TEXTO-BASE:

A crônica futebolística quase não existe mais, a reportagem perde espaço entre um passaralho e outro, os números estão no trono empossados pela demanda comercial e as ideias estão controladas pelos assessores e suas entrevistas coletivas bizarras. Daqui 65 anos, o que eu faço para checar se, por exemplo, afinal, a Primeira Liga vencida pelo Fluminense foi mesmo um campeonato nacional? Abro a internet e jogo no google? Google em 2081? A gente faz pior do que apenas enxergar o passado com a régua inexata do presente: a gente tem sérias dificuldades em preparar o presente para que ele seja entendido no futuro.
A Copa Rio de 1951 não cabe em nenhuma linguagem contemporânea. Elas são quase matemáticas. São literais. São dependentes de comparações. Possuem 140 caracteres. São feitas para o escracho. São feitas para a distração. O Palmeiras de 1951 é solene, reto, sério. Não há um só retrato de gargalhadas, farra, festa de atletas, não há uma só declaração polêmica, palpitante, controversa, não existem ganchos de carisma ou grandes sacadas, histórias paralelas, nada. Aquele Palmeiras só jogou um campeonato de futebol. O fluxo de comunicação dos anos 2000 não consegue emoldurar esse quadro.
O brinde
No fim das contas a culpa é, em grande parte, sua, amigo e amiga palmeirense. Sua, nossa, que tentamos enfeitar o que já é suficiente. A juventude de hoje é tão apegada ao próprio tempo que se acha no direito de tirar sarro de um fax, e no fundo não estão tirando sarro do Palmeiras, estão tirando sarro é do fax, da vida que não viveram, daquilo que não conseguem entender.
Sobre o título de 1951 eu só penso e falo com a alma boêmia digna de um autêntico carioca dos anos 50. Leve, em paz, generoso e offline. Que os campeões de 51 (e os vice-campeões de 50) perdoem as gerações que vieram depois.

DADOS BRUTOS:
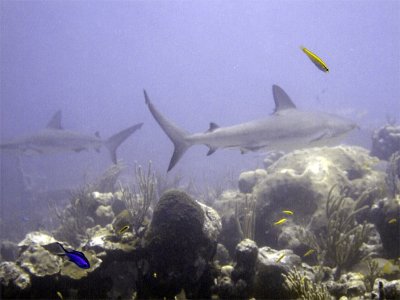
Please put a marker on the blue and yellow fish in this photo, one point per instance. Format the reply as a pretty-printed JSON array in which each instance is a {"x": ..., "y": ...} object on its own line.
[{"x": 76, "y": 257}]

INSTRUÇÕES:
• a. De acordo com o texto-base, qual clube venceu a Primeira Liga?
• b. Reescreva o trecho do texto-base entre "Sobre o título" e "que vieram depois.", inclusive, trocando "carioca" por "paulistano".
Os dados formam um material independente do texto-base.

RESPOSTAS:
• a. O Fluminense.

• b.
Sobre o título de 1951 eu só penso e falo com a alma boêmia digna de um autêntico paulistano dos anos 50. Leve, em paz, generoso e offline. Que os campeões de 51 (e os vice-campeões de 50) perdoem as gerações que vieram depois.